■ **PAGE EXCERPT**
* * *
Cryonics: a method of preserving human bodies to achieve enhanced longevity, perhaps to the point of physical ►immortality.

Cryonics requires the following financial, technical, and social conditions and developments:

■ By taking out a life insurance policy or paying contributions into a fund, a person acquires the rights to unlimited low-temperature storage of her brain or entire body after death. Recurrent expenses are covered by interest revenue generated by the life insurance premiums or by contributions.

■ Due to developments in technology and medicine, future generations will be able to revive low-temperature cooled bodies or body parts, restore their consciousness and memories, cure their illnesses, and extend their lives — perhaps indefinitely. (The fact that no such revival has yet taken place, and thus that the possibility on which cryonics depends is as yet unproven, does not seem to diminish the confidence of cryonics providers in their service.)

■ For humanitarian reasons, or for historical research and education, all low-temperature patients will be resuscitated at some point in the future. The date does not matter, as organs stored at low temperatures can be preserved for up to 30,000 years. In principle, then, somebody born in the twentieth century could find herself in the 320th; true, that's not quite immortality, but it's closer than we get in the normal state of affairs.

Cryonic treatment requires cooling the brain (or, again, the entire body) down to a temperature of 4 degrees Celsius (39 degrees Fahrenheit) as soon as possible after death in order to stop all processes of decay. (Cryonics providers hope at this point to be able to carry out the cooling prior to death, thus increasing the probability of a full eventual restoration, but at present this is nowhere permitted.) The brain or body is subsequently dehydrated and the water replaced by glycerine. This prevents the formation of ice crystals, which would destroy the cells. The body of the patient is subsequently preserved in liquid nitrogen at −196°C (-321°F). The cracks caused to the vitrificated tissue at a cooling temperature of under −150°C (-238°F) are generally regarded as acceptable since they are, in principle, curable upon resuscitation with appropriate technology. Nonetheless, cyronicists are still searching for an alternative cooling method that would avoid such cracks.
* * *
■ **DATA TO EXAMINE**
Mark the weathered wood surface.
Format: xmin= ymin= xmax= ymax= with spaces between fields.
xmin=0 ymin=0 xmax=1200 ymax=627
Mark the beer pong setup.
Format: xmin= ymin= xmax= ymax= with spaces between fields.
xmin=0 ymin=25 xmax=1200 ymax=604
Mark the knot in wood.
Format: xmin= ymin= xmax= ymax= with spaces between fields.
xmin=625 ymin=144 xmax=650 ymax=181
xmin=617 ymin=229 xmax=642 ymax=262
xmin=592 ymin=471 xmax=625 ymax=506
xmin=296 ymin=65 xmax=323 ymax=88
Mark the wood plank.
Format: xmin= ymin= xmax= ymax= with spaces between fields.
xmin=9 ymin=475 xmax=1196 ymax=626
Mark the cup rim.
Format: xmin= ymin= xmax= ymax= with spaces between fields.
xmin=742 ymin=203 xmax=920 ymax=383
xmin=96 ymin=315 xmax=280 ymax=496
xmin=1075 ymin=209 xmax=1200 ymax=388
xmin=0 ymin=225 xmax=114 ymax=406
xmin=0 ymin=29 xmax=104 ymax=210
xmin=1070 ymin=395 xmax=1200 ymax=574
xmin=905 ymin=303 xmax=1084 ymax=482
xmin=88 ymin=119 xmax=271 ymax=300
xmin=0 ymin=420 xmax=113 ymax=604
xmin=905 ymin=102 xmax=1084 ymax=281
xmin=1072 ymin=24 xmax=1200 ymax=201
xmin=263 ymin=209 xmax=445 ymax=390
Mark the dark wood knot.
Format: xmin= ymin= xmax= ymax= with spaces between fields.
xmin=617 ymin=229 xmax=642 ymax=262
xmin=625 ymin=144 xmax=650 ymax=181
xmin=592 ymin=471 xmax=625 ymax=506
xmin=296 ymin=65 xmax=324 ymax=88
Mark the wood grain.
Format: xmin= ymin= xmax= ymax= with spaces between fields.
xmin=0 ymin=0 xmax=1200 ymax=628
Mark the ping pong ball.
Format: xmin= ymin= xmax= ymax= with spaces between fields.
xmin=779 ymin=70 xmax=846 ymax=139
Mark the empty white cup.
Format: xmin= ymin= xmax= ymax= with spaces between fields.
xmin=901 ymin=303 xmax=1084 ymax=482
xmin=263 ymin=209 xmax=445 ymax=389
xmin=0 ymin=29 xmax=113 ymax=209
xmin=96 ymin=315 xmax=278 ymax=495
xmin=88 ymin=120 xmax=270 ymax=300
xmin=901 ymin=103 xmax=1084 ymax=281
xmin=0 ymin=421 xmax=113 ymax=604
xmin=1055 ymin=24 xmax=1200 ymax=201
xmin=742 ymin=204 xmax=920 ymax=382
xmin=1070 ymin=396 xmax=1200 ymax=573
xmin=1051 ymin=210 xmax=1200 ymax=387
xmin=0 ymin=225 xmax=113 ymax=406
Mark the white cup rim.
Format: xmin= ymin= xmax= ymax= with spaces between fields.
* * *
■ **DIRECTIONS**
#1 Answer these questions from the cryonics text:
(a) To what temperature must the brain or body be cooled as soon as possible after death?
(b) For up to how many years can organs stored at low temperatures be preserved?
(c) What substance replaces the water in the brain or body?
#2 Please continue the cryonics text from the point where it stops.

■ **PER-TASK ANSWERS**
#1
(a) 4 degrees Celsius (39 degrees Fahrenheit).
(b) Up to 30,000 years.
(c) Glycerine.

#2
In the ►USA, vitrification of deceased persons has been offered by several institutions and non-commercial ►foundations in return for a monthly contribution of about 200 USD throughout the remainder of the person's life. This amount covers a life insurance policy for which the client pays his premiums into the estate of the foundation, thereby generating interest revenue that covers current cryonic expenses. This financial model guarantees a preservation of the body in nitrogen that, if not temporally unlimited, will at least continue for as long as the the relevant institutions exist and the interest payments are made. It does not, however, cover the costs of resuscitation. For that, the patient will have to depend on the generosity and altruism of future generations.

Both in the US and in Germany, cryonics faces the resistance of public authorities as well as of religious or ideological groups. In Germany, the requirement to bury your dead in a cemetery implies that cryonic preservation must take place at a "burial" location that has been approved specifically for this purpose. In the US, some religious groups resent cryonics for infringing on ►God's monopoly over determining the time of death, while local lawmakers do so for infringing on the more mundane monopoly of the funeral homes. Time and again, these resentments lead to bizarre situations in which cryonics foundations have to use legal, or more or less legal, means to fight court orders demanding the surrender of vitricated patients. Due to the more liberal burial laws of Arizona and California, most cryonics institutes are located in these states.